Родной ты мой «березовый колышек» (в отличие от «горелого», не в обиду ему будь сказано, не понимающего по-русски узбека или казаха). Я навеки полюбил тебя, деревенского парнишку в нелепо торчащей на голове пилотке или серой ушанке в майскую жару (во время харьковского наступления 42-го года мы все были в ушанках, а до того в лютую зиму, в запасном батальоне, под Сталинградом, обмундирование было х/б — хлопчатобумажное — и ни признака белья), в ботинках на два номера больше и вечно разматывающихся обмотках, ленивого, всегда голодного и «не перекурить ли нам этого дела, товарищ капитан?», а в общем-то, вытянувшего всю войну и водрузившего знамя (я знал потом их обоих — и Егорова, и Кантарию — хитрые мужички) на самом Рейхстаге. Ну как тебя не полюбить, защитничка нашего, победителя?

И вот, когда до меня, до моего киевского окружного госпиталя, донеслось, что ты, мой «колышек», где-то там, в Восточной Пруссии, ведешь себя не так, как мне хотелось бы, насилуешь «фрау», вспарываешь перины и тащишь все, что ни попадет тебе под руку, — мне стало как-то не по себе.

Я не видел всего этого, я только слышал. И не верил своим ушам. Потом понял, что это было. И стал искать оправдание. Мол, победители, дорвались до вражеского стана, всплыло все поруганное немцами у тебя дома. И все-таки не верилось. Хотя… Я помню случай в Сталинграде. После конца нашей Сталинградской войны я бродил по местам бывших боев. И наткнулся на какой-то разрушенный дом. В нем вповалку лежали человек двадцать раненых немцев. Жалкие, слабые, в окровавленных повязках. Я дал им закурить, что-то там сказал утешительное и пошел. На обратном пути я опять зашел к ним. Все они были мертвы. Убиты. Кто-то из наших пришел, увидел и — «ах, гады!» — автоматной очередью вдоль и поперек… Это единственный акт жестокости, который я видел за всю войну. Бессмысленный, тупой, бесчеловечный…

Ну а там, в Восточной Пруссии?

Необходимые действия>
A: Выведите нумерованным списком без пустых строк ту часть записей, которая начинается строкой, содержащей «the glass base», и заканчивается строкой, содержащей «[(433, 18), (1014, 170), (784, 142), (71, 178), (345, 90)]».
B: Напишите продолжение отрывка о войне, начав сразу после его последней фразы.
Отрывок и записи взяты из разных источников.

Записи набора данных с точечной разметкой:
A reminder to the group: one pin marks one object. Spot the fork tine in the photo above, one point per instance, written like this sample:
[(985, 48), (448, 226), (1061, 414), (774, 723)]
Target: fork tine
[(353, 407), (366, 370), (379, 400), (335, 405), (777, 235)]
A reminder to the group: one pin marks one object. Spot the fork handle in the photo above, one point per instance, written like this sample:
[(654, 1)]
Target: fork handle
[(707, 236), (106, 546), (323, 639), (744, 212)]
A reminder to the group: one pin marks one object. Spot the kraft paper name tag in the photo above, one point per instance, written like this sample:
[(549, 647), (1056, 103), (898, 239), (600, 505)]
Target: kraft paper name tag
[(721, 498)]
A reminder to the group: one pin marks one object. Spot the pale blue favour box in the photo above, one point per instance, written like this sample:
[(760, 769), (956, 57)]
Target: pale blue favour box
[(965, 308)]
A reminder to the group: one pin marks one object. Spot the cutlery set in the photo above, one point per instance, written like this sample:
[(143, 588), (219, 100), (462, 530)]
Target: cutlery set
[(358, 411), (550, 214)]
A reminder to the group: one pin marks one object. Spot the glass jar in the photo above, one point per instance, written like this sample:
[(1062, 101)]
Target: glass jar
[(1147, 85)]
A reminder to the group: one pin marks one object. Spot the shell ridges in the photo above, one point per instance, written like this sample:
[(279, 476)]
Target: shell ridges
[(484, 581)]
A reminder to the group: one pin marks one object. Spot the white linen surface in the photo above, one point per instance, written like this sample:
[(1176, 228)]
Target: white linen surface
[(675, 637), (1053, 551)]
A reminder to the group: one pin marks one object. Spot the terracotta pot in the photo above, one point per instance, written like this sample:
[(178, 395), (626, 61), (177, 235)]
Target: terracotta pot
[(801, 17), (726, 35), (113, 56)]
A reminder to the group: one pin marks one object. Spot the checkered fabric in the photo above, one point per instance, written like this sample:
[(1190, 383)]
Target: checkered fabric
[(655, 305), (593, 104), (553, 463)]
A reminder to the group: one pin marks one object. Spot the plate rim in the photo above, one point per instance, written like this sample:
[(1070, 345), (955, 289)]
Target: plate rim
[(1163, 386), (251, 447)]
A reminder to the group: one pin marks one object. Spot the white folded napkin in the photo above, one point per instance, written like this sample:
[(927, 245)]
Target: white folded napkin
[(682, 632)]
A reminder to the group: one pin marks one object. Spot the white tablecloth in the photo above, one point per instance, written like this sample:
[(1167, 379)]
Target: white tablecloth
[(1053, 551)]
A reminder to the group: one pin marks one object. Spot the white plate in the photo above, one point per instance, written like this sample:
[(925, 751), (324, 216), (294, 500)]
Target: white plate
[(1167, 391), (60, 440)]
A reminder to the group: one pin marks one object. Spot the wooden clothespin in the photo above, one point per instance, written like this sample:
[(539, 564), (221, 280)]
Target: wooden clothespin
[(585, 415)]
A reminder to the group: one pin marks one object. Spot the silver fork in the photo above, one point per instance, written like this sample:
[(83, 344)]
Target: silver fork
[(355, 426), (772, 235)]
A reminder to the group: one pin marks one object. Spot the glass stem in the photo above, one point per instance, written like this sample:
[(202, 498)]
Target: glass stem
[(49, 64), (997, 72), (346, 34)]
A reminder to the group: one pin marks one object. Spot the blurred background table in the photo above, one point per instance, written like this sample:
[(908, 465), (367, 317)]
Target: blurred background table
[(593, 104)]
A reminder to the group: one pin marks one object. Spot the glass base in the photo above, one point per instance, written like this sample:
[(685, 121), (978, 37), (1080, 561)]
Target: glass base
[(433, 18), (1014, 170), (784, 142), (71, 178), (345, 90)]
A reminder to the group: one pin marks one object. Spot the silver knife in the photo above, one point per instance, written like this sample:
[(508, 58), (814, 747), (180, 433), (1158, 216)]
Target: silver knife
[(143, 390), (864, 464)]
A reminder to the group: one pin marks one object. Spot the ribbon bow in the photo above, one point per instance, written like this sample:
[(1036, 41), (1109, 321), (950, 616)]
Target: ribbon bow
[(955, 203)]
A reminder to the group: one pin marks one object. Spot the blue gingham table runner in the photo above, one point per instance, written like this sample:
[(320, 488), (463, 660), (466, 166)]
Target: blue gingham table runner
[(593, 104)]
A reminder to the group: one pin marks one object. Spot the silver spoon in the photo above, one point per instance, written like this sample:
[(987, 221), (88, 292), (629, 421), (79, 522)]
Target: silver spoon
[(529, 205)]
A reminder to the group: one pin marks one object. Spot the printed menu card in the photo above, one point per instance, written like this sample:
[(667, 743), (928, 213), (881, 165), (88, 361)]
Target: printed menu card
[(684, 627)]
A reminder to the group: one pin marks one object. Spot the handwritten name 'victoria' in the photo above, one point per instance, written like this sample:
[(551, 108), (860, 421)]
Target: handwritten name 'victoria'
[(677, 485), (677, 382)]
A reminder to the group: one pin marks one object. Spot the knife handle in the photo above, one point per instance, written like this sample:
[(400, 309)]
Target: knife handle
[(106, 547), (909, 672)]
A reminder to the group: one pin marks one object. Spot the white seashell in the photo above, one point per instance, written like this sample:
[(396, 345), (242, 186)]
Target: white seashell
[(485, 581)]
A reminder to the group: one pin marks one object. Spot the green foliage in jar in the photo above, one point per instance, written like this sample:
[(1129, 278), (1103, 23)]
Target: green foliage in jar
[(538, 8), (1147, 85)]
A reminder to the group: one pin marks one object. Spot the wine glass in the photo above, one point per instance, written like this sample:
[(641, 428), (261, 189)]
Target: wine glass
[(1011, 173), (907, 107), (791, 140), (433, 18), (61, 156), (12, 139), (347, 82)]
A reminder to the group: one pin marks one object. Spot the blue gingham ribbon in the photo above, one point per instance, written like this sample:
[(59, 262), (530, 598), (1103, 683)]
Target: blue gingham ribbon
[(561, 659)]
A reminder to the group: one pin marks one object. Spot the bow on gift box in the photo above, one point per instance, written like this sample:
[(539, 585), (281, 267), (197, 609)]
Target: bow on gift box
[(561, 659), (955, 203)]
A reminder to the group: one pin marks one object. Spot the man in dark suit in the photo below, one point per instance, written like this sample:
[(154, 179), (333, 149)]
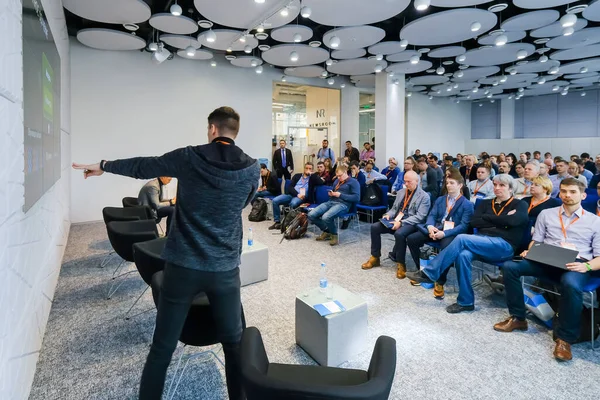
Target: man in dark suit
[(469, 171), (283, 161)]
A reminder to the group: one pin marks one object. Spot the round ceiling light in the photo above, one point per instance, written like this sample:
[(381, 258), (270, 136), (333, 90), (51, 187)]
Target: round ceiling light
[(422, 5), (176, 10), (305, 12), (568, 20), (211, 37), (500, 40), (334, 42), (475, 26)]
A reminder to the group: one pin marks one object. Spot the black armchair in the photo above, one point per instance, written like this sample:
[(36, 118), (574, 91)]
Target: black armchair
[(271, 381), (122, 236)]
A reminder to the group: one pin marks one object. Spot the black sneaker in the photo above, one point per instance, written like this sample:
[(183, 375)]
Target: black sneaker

Ожидаемые результаты>
A:
1. A reminder to the group: one pin marks one object. Spot the glass base in the photo above, one point per instance, written like this sample:
2. [(685, 121), (978, 37), (1080, 561)]
3. Target: glass base
4. [(433, 18), (1014, 170), (784, 142), (71, 178), (345, 90)]

B:
Да, было… Но стоит ли об этом писать?

И вот, пожалуйста, я перешел в стан своих врагов. Об этом можно, об этом нельзя! Соцреализм во всей своей красе.

И с понятной тревогой уже здесь, через тридцать лет после войны, взял я в руки «кирпич» Левы Копелева «Хранить вечно» (до этого я без всякого восторга, с трудом прочел солженицынские «Прусские ночи»). Я не одолел всего «кирпича» (хотя он этого заслуживает) и прочел только военные страницы. И должен признаться, читал взахлеб. Я не думал уже о том, можно или нельзя, передо мной проходила жизнь, та самая жизнь, от которой никуда не денешься. Страшная, как сама война. Думаю, нет в мировой литературе книги, которая так ярко и безжалостно нарисовала бы нам образ советского политработника во весь его рост, тупого, лицемерного, жестокого и жадного. На фоне этого трусливого, надутого, как индюк, солдафона-алкоголика бледнеют все жестокости дорвавшегося до бабы, сующего в свой вещмешок часы и тряпки костромского или рязанского пацана, впервые увидевшего Европу.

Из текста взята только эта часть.